** START OF Information shown **
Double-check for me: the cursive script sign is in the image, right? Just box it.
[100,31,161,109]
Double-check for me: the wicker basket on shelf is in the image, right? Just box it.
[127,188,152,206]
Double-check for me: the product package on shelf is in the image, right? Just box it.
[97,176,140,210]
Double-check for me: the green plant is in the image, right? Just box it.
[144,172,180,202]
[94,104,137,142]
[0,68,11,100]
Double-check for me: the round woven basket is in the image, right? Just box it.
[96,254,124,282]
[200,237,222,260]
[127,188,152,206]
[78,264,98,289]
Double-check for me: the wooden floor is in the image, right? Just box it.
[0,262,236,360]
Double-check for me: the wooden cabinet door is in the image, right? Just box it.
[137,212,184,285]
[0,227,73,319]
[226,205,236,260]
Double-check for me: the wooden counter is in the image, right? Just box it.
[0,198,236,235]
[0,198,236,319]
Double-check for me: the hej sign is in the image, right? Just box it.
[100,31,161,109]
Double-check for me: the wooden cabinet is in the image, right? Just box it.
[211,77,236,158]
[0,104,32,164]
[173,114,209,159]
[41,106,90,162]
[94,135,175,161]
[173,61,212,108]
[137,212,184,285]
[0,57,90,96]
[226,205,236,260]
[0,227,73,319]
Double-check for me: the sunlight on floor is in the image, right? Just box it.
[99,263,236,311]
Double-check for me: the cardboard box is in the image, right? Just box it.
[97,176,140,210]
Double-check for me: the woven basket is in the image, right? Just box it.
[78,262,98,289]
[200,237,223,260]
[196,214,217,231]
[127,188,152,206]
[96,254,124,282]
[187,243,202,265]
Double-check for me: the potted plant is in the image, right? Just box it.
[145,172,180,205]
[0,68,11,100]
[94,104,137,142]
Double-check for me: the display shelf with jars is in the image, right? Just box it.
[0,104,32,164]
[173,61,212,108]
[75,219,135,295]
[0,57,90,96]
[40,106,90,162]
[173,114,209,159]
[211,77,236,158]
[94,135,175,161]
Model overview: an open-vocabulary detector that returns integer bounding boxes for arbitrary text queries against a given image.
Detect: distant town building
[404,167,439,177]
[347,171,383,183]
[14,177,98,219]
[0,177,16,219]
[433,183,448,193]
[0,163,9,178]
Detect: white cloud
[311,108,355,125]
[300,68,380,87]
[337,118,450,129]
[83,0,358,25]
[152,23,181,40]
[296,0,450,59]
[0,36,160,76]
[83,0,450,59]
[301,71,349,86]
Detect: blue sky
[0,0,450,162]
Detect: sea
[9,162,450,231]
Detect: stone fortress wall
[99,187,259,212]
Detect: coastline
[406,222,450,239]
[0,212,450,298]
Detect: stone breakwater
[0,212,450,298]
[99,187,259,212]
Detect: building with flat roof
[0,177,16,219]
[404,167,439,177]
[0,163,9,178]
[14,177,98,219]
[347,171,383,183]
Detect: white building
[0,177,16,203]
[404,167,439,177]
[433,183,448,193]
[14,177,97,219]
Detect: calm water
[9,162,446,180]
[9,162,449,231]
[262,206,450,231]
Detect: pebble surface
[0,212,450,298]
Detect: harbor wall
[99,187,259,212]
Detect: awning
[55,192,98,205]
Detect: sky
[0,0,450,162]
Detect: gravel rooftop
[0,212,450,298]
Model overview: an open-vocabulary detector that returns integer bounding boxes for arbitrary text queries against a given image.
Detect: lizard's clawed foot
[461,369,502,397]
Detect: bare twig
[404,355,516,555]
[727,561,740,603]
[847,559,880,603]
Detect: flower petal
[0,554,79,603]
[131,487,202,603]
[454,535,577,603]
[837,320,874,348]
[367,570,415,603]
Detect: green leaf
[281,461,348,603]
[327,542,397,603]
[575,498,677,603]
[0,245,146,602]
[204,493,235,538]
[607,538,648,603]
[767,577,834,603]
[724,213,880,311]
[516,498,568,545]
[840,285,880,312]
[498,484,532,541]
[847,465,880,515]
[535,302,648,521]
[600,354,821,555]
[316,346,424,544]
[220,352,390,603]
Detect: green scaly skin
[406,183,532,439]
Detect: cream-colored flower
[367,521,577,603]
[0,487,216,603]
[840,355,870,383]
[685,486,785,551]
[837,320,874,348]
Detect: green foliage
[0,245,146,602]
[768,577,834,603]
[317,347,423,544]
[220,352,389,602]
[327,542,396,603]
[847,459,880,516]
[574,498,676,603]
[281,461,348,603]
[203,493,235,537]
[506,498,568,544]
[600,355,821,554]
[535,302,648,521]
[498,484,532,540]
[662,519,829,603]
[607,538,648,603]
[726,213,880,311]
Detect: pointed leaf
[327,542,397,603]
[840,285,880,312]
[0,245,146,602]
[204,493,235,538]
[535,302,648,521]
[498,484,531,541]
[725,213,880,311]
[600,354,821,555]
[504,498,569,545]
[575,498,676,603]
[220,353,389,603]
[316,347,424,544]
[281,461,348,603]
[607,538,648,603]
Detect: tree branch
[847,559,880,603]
** END OF Information shown **
**Work to be completed**
Reproduce the material above line for line, with no changes.

**Reply**
Double-check for me: the cursive script sign is in the image, right? Just box it.
[100,31,161,109]
Double-check for me: the wicker basket on shelf is in the image, right? Just box it.
[127,188,152,206]
Double-check for me: the product package on shelf is in the image, right? Just box it.
[97,176,140,210]
Double-check for me: the green plant is in the image, right? Just box it.
[144,172,180,202]
[94,104,137,142]
[0,68,11,100]
Double-check for me: the round woven basket is in the image, right? Just box it.
[96,254,124,282]
[200,237,222,260]
[127,188,152,206]
[78,264,98,289]
Double-check for me: the wooden floor is in the image, right? Just box it.
[0,262,236,360]
Double-check for me: the wooden cabinet door is in the image, right? Just box it.
[137,212,184,285]
[0,227,73,319]
[226,205,236,260]
Double-check for me: the wooden counter is in the image, right? Just box it.
[0,198,236,235]
[0,198,236,319]
Double-check for me: the hej sign is in the image, right? Just box it.
[100,31,161,109]
Double-check for me: the wooden cabinet is in the image, right? Just box it.
[211,77,236,158]
[0,104,32,164]
[173,114,209,159]
[41,106,90,162]
[94,135,175,161]
[173,61,212,108]
[137,212,184,285]
[0,57,90,96]
[226,205,236,260]
[0,227,73,319]
Double-check for me: the sunlight on floor is in the image, right? Just box it.
[99,263,236,311]
Double-check for me: the cardboard box is in the image, right? Just box it.
[97,176,140,210]
Double-check for me: the woven basket is in the image, right? Just box it.
[78,262,98,289]
[200,237,223,260]
[196,214,217,231]
[127,188,152,206]
[96,254,124,282]
[187,243,202,265]
Double-check for me: the potted plant is in the image, right? Just box it.
[145,172,180,205]
[0,68,11,100]
[94,104,137,142]
Double-check for me: the display shelf with jars is in the image, right? Just box it.
[0,104,32,164]
[173,61,212,108]
[75,219,135,295]
[0,57,90,96]
[40,106,90,162]
[173,114,209,159]
[211,77,236,158]
[94,135,175,161]
Model overview: an open-vocabulary detector that returns integer bounding boxes for arbitrary text queries against a given image.
Detect: distant town building
[404,167,439,177]
[347,171,383,183]
[14,177,98,219]
[0,177,16,219]
[433,183,448,193]
[0,163,9,178]
Detect: white cloud
[311,108,355,125]
[300,68,380,87]
[337,118,450,129]
[83,0,358,25]
[152,23,181,40]
[296,0,450,59]
[0,36,160,76]
[83,0,450,59]
[301,71,349,86]
Detect: blue sky
[0,0,450,162]
Detect: sea
[9,162,450,231]
Detect: stone fortress wall
[99,187,259,212]
Detect: coastline
[406,222,450,239]
[0,212,450,298]
Detect: stone breakwater
[0,212,450,298]
[99,187,259,212]
Detect: building with flat roof
[0,177,16,219]
[404,167,439,177]
[0,163,9,178]
[14,177,98,219]
[347,171,383,183]
Detect: white building
[0,177,16,203]
[404,167,439,177]
[433,183,448,193]
[14,177,97,219]
Detect: calm water
[9,162,446,180]
[9,162,449,231]
[262,206,450,231]
Detect: pebble surface
[0,212,450,298]
Detect: harbor wall
[99,187,259,212]
Detect: awning
[55,192,98,205]
Detect: sky
[0,0,450,162]
Detect: gravel rooftop
[0,212,450,298]
Model overview: an open-vocabulary detector that returns integer bounding boxes for arbitrary text queries against a given image.
Detect: lizard's clawed foot
[461,369,502,397]
Detect: bare twig
[404,355,516,555]
[727,561,740,603]
[847,559,880,603]
Detect: flower petal
[0,554,79,603]
[131,487,202,603]
[454,535,577,603]
[837,320,874,348]
[367,570,415,603]
Detect: green leaf
[281,461,348,603]
[327,542,397,603]
[575,498,677,603]
[0,245,146,602]
[204,493,235,538]
[607,538,648,603]
[767,577,834,603]
[724,213,880,311]
[516,498,568,545]
[840,285,880,312]
[498,484,532,541]
[847,465,880,515]
[535,302,648,521]
[600,354,821,555]
[316,346,424,544]
[220,352,390,603]
Detect: green scaly skin
[406,183,532,439]
Detect: cream-colored flower
[367,521,577,603]
[0,487,216,603]
[840,355,870,383]
[685,486,785,551]
[837,320,874,348]
Detect: green foliage
[0,245,146,602]
[768,577,834,603]
[317,347,423,544]
[220,352,389,602]
[327,542,396,603]
[847,459,880,516]
[574,498,676,603]
[281,461,348,603]
[203,493,235,537]
[506,498,568,544]
[600,355,821,554]
[535,302,648,521]
[498,484,532,540]
[662,519,829,603]
[607,538,648,603]
[726,213,880,311]
Detect: pointed leaf
[327,542,397,603]
[840,285,880,312]
[0,245,146,602]
[204,493,235,538]
[535,302,648,521]
[498,484,531,541]
[725,213,880,311]
[600,354,821,555]
[504,498,569,545]
[575,498,676,603]
[220,353,389,603]
[316,347,424,544]
[281,461,348,603]
[607,538,648,603]
Detect: tree branch
[847,559,880,603]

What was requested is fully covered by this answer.